▶ **Task brief**
Bring together copies of the lines in the data below that contain the word "instance".

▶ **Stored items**
········

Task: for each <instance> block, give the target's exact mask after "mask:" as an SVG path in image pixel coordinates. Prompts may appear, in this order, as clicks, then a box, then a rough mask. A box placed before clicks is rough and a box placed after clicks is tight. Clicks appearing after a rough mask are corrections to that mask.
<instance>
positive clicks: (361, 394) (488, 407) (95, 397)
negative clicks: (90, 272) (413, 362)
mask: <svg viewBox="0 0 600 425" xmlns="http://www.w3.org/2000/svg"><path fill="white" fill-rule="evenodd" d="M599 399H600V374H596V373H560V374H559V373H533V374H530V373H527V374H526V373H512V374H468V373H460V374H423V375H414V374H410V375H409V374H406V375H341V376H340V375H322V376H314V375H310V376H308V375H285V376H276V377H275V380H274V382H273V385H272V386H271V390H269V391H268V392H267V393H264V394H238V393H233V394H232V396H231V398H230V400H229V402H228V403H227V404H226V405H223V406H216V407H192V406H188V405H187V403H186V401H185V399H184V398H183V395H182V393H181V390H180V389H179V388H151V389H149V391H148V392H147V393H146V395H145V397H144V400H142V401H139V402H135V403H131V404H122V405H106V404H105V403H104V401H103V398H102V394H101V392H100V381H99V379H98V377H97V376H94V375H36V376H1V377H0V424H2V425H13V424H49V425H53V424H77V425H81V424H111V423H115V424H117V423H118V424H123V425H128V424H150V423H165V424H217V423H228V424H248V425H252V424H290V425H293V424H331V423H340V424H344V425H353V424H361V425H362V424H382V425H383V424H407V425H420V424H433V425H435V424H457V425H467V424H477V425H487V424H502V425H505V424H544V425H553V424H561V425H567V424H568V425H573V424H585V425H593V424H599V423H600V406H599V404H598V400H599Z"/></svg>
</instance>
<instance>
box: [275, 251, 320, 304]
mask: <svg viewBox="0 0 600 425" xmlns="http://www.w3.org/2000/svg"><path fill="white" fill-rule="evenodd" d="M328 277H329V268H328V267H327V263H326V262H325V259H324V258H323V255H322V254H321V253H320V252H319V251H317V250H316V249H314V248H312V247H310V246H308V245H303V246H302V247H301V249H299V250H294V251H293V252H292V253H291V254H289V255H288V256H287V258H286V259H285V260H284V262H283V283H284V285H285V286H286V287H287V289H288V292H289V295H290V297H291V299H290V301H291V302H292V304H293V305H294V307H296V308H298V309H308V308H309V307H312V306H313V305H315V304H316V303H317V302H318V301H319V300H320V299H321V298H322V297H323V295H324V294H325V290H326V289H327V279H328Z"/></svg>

········

▶ **Task output**
Task: for each <instance> block, give the target's exact mask after "mask:" as an SVG path in image pixel coordinates. Prompts may appear, in this order, as clicks, then a box, then a rough mask. A box placed before clicks is rough and a box placed after clicks is tight. Clicks appearing after a rough mask are corrections to that mask.
<instance>
</instance>
<instance>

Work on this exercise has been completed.